EXERCISE PROMPT
All the lines below need retyping exactly, apart from the images.

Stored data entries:
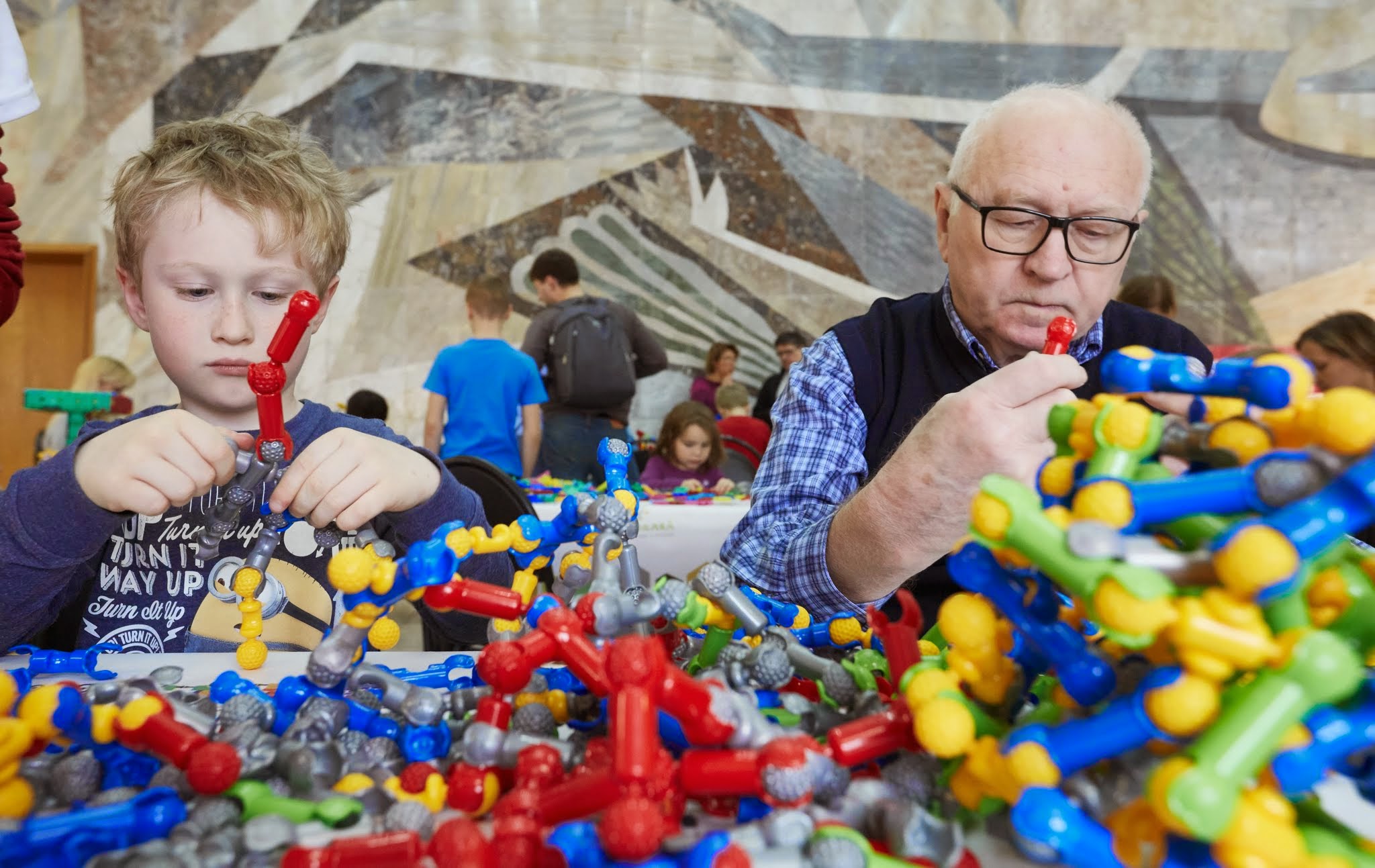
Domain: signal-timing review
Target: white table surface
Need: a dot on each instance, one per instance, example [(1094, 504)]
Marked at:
[(1338, 795), (674, 538)]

THE COMPLETED TASK
Domain: signal-timing review
Target: white table surface
Need: a dot on each instance, one per instance, example [(1094, 504)]
Marked at:
[(1338, 795), (674, 538)]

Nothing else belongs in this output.